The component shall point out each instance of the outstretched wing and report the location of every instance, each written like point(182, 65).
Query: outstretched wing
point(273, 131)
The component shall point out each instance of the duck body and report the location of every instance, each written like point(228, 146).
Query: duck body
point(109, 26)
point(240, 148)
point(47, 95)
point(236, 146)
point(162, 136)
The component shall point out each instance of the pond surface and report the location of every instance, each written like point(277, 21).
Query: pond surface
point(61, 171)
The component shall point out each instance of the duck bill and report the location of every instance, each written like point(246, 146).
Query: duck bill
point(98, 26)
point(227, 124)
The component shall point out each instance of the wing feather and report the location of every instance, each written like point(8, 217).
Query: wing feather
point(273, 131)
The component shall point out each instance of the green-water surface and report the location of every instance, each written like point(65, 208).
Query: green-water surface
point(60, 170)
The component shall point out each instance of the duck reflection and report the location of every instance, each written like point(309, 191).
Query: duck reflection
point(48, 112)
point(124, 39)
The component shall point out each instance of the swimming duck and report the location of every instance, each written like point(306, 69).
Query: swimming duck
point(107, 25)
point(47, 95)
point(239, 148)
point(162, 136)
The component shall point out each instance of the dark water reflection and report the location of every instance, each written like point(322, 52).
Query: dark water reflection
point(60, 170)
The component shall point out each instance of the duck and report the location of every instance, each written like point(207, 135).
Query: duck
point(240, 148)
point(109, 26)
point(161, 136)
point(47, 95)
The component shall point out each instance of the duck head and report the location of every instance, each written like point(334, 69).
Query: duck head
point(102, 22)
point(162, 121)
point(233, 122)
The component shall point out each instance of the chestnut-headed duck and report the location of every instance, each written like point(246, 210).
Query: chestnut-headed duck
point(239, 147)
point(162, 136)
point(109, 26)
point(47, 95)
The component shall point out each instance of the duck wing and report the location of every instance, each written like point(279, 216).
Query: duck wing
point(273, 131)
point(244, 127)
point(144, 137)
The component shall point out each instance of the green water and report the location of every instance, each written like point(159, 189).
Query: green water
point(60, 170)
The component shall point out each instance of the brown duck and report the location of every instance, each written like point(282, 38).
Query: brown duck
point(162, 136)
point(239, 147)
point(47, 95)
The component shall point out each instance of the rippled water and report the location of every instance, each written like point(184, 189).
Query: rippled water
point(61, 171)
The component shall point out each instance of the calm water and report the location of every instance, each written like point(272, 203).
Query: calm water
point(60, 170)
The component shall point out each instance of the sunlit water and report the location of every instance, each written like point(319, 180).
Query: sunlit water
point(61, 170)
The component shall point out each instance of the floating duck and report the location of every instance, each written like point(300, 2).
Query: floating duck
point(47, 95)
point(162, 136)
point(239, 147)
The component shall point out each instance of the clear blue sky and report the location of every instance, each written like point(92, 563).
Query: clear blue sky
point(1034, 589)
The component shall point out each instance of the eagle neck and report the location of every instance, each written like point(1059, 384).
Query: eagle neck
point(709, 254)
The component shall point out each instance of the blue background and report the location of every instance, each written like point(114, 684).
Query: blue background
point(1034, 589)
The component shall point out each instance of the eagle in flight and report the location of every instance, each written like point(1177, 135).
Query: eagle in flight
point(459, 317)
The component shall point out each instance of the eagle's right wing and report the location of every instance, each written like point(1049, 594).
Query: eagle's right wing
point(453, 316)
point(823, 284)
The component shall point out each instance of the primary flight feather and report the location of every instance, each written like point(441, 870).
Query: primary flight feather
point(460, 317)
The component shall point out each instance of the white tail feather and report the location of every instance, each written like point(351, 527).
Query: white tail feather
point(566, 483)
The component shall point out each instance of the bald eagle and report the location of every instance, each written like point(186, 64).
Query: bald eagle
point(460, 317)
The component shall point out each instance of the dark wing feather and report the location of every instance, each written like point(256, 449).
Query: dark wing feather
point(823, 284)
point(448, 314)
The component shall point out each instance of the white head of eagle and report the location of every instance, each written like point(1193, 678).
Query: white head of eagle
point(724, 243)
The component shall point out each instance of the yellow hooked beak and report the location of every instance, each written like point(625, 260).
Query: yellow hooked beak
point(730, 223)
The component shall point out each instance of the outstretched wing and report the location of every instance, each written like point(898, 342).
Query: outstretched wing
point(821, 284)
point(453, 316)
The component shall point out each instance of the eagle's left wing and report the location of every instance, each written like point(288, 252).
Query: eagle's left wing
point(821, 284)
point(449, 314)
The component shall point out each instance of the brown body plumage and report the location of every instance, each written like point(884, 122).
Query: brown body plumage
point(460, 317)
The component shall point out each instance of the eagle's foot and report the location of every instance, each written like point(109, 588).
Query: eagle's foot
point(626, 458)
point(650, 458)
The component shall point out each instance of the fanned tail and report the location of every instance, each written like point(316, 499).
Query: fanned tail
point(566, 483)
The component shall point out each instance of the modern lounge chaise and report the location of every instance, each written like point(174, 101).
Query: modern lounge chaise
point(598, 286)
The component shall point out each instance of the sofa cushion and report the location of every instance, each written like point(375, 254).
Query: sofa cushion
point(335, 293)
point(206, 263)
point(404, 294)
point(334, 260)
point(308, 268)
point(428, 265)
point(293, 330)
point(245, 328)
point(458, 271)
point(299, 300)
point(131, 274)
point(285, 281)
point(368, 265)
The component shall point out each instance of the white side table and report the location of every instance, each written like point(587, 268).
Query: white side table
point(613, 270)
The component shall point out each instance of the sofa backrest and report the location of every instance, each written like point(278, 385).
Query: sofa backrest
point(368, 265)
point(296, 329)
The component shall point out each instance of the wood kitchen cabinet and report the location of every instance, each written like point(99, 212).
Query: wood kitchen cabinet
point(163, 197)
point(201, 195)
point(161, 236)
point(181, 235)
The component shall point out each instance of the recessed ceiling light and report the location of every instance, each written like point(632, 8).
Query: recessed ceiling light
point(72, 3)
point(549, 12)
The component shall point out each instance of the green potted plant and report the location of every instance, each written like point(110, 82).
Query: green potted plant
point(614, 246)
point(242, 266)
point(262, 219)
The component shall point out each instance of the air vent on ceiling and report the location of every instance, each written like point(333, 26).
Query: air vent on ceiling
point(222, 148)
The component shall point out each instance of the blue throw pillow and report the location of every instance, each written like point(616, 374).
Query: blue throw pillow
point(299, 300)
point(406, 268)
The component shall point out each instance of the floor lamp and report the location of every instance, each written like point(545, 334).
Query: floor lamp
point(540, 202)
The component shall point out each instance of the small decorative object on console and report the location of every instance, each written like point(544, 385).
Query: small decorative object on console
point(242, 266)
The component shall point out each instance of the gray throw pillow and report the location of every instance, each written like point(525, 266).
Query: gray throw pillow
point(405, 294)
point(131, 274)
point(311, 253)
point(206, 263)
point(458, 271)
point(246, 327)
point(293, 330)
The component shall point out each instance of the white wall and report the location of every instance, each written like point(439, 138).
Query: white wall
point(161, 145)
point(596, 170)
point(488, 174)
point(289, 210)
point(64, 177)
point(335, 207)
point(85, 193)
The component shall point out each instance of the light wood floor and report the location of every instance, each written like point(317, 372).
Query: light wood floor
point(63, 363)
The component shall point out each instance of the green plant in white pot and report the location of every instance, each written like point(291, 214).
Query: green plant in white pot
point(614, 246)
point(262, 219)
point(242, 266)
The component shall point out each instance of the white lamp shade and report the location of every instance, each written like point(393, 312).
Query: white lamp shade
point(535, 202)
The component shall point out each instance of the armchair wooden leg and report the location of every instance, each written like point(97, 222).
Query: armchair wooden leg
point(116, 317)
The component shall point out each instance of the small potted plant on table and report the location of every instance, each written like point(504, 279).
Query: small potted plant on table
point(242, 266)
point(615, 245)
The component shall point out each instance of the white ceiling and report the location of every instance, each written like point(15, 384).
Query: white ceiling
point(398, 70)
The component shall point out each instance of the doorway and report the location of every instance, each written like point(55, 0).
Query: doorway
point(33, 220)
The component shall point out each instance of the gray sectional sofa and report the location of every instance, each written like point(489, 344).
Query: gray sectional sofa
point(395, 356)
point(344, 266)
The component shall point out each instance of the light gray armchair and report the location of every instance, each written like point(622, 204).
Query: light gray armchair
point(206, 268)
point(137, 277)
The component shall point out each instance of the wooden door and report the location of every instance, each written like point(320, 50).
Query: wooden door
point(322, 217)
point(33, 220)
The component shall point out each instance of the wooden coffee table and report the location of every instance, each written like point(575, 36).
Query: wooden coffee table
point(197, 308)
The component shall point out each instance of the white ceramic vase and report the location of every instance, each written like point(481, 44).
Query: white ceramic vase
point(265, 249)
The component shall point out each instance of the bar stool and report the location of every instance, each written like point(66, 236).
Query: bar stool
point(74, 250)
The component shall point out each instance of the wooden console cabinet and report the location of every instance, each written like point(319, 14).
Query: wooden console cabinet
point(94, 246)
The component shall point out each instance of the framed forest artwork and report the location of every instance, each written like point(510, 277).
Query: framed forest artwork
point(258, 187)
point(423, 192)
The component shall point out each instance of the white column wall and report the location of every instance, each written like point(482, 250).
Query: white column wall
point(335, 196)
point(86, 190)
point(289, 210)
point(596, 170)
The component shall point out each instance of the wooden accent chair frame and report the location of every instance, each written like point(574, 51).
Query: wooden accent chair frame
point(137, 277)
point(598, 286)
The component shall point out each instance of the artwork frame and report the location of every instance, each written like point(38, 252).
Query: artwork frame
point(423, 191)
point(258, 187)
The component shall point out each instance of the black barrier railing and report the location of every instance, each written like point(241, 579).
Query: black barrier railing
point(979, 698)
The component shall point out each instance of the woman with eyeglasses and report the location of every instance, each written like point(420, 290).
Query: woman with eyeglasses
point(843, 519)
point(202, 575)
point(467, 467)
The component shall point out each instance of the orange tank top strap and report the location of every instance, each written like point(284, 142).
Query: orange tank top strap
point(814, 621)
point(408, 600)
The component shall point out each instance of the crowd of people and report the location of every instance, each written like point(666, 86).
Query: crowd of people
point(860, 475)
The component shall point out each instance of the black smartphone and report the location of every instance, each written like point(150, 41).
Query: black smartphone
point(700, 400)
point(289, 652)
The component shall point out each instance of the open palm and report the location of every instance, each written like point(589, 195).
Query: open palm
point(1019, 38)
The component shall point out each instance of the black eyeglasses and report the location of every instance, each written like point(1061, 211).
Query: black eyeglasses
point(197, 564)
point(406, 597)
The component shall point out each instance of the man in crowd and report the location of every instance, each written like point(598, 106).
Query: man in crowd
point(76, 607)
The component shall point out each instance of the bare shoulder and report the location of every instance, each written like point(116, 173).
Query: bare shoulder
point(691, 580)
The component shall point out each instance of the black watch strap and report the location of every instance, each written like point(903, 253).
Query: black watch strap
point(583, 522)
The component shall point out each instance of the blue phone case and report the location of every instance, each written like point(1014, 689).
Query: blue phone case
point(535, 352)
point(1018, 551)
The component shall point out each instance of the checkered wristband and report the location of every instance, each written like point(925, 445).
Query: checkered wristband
........
**Exercise**
Repeat the material exactly. Begin with its first line and end with the line that has "The component shall point out each instance of the dark water".

**Task answer**
The component shall point out each instance of the outstretched wing and report the location of every instance, each written like point(182, 65).
Query: outstretched wing
point(273, 131)
The component shall point out each instance of the duck body and report the location of every instance, each written like point(228, 146).
Query: duck body
point(109, 26)
point(240, 148)
point(47, 95)
point(236, 146)
point(162, 136)
The component shall point out each instance of the pond surface and report the location of every instance, each written like point(277, 21).
Query: pond surface
point(61, 171)
The component shall point out each instance of the duck bill and report the location of every instance, each written like point(246, 146).
Query: duck bill
point(98, 26)
point(227, 124)
The component shall point out each instance of the wing feather and report the location of every instance, each written like point(8, 217).
Query: wing feather
point(273, 131)
The component shall point out each instance of the green-water surface and report the location of every instance, each written like point(65, 208).
Query: green-water surface
point(60, 170)
The component shall point out each instance of the duck reflection and report the location of every instance, each written like point(309, 191).
Query: duck reflection
point(48, 112)
point(124, 39)
The component shall point out each instance of the swimming duck and report the location of every instance, each written like point(306, 69).
Query: swimming duck
point(107, 25)
point(47, 95)
point(239, 148)
point(162, 136)
The component shall point out each instance of the dark water reflection and report the location of every instance, each written like point(322, 52).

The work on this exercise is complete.